**EXERCISE AIM:**
Transcribe the listing exactly as written. Leave the images out.

**RECORDS PROVIDED:**
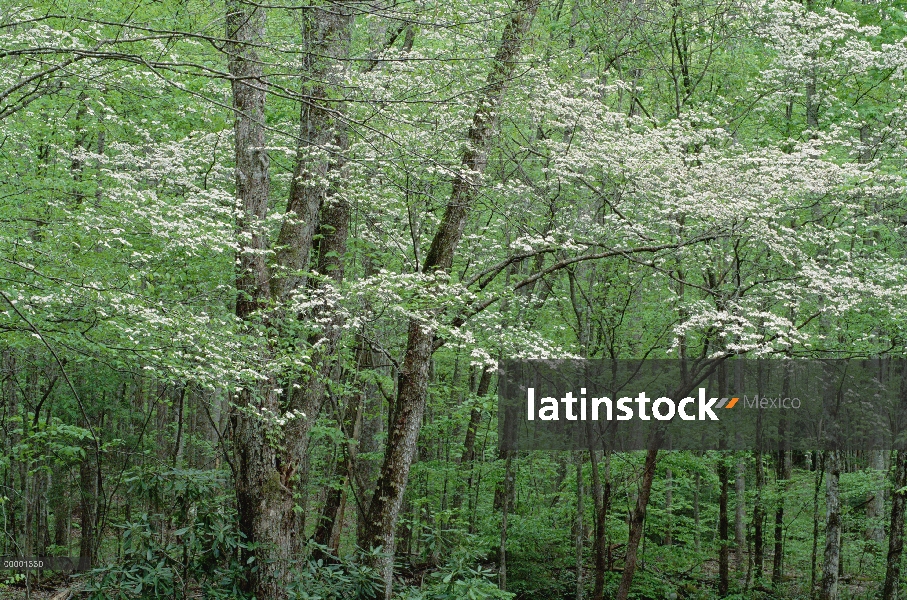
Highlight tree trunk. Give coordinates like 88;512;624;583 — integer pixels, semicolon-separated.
292;177;352;535
772;369;790;586
453;367;492;513
226;0;355;593
462;369;492;464
51;464;69;551
866;449;886;545
820;450;842;600
615;434;660;600
172;384;186;466
735;457;745;569
772;489;784;584
359;319;435;595
78;448;97;567
719;453;730;595
226;2;297;596
575;452;584;600
589;443;609;600
883;361;907;600
664;467;672;547
312;337;368;555
753;368;765;581
499;454;512;592
227;0;271;322
279;3;354;481
359;3;539;596
272;4;353;301
694;470;701;552
810;452;825;596
883;448;907;600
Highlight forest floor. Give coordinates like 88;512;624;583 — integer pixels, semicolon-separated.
1;589;71;600
0;574;78;600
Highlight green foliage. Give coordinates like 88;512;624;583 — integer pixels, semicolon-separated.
82;468;251;599
396;552;514;600
7;413;92;467
285;545;384;600
3;0;907;597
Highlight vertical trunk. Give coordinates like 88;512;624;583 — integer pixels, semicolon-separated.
23;426;33;562
718;361;731;594
271;4;351;300
78;449;97;566
227;0;271;321
753;464;764;580
820;450;842;600
753;366;765;580
615;434;661;600
453;367;491;512
20;376;35;565
693;470;701;552
94;411;106;551
773;370;790;586
589;444;609;600
292;178;352;536
359;3;539;596
312;338;367;555
493;449;516;513
1;352;15;557
52;464;69;551
772;493;784;585
310;395;362;554
719;453;730;595
735;458;745;569
493;386;517;516
37;468;50;558
866;449;886;545
231;386;297;598
172;384;186;466
883;448;907;600
359;319;434;595
884;362;907;599
499;454;512;592
279;4;355;477
228;0;353;593
465;367;493;463
664;467;672;547
810;452;825;595
575;452;584;600
226;2;296;596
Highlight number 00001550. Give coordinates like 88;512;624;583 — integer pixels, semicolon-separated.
3;560;43;568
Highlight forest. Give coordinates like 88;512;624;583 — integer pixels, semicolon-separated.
2;0;907;598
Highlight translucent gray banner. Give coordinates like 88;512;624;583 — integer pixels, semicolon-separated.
497;359;907;451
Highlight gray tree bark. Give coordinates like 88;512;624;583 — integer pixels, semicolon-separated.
226;3;297;596
882;361;907;600
718;452;730;595
883;449;907;600
735;457;745;569
866;449;886;545
576;452;584;600
358;3;540;596
615;435;661;600
820;450;842;600
589;443;610;600
226;1;354;595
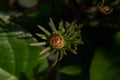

**SOLUTION TO THIS TASK:**
Highlight tree trunk. Give coordinates like 88;512;624;583 — integer pixels, semicolon-separated.
292;177;352;535
772;369;790;586
453;367;492;513
226;0;355;593
462;369;492;464
51;464;69;551
866;449;886;545
820;450;842;600
615;434;660;600
172;384;186;466
735;457;745;569
772;489;784;584
359;319;435;595
78;448;97;567
719;453;730;595
226;2;297;596
575;452;584;600
589;443;609;600
883;361;907;600
664;467;672;547
312;337;368;555
753;368;765;581
499;454;512;592
227;0;271;322
279;3;354;481
359;3;539;596
272;4;353;301
694;470;701;552
810;452;825;596
883;448;907;600
Highlight forest floor. Give coordinates like 88;512;624;583 — integer pixels, semicolon-separated.
1;589;71;600
0;574;78;600
Highlight green foliage. Give coordinates like 88;512;624;583 — integer pixels, semicolon-separated.
82;468;251;599
396;552;514;600
7;413;92;467
285;545;384;600
3;0;907;597
Highlight vertical trunk. Give coordinates like 88;512;624;583 — integer pixels, semicolon-separated.
23;426;33;562
718;361;731;594
271;4;351;300
78;449;97;566
227;0;271;321
753;464;764;580
820;450;842;600
753;366;765;580
615;434;661;600
453;367;491;512
20;376;35;565
693;470;701;552
94;411;106;551
773;370;790;586
589;444;609;600
292;178;352;536
359;3;539;596
312;338;367;555
493;449;516;513
1;352;15;557
52;464;69;551
772;493;784;585
310;395;362;554
719;453;730;595
735;458;745;569
493;386;517;516
37;468;50;558
866;449;886;545
231;386;297;598
172;384;186;466
883;448;907;600
359;319;434;595
884;362;907;599
499;454;512;592
279;4;355;477
228;0;353;593
465;367;493;463
664;467;672;547
810;452;825;595
575;452;584;600
226;2;296;596
Highlight number 00001550. Give coordinates like 88;512;624;583 — integer pixels, semicolon-separated.
3;560;43;568
Highlight forest. Give coordinates like 88;512;624;583 — integer pixels, semicolon-separated.
2;0;907;598
Highlight translucent gray banner. Give coordinates like 88;512;624;583 — integer pixels, semicolon-separated.
497;359;907;451
Highlight gray tree bark. Give coordinates like 88;512;624;583 — integer pixels, semicolon-separated.
226;3;297;596
882;361;907;600
718;452;730;595
883;449;907;600
735;457;745;569
866;449;886;545
576;452;584;600
358;3;540;596
615;435;661;600
820;450;842;600
589;443;610;600
226;1;354;595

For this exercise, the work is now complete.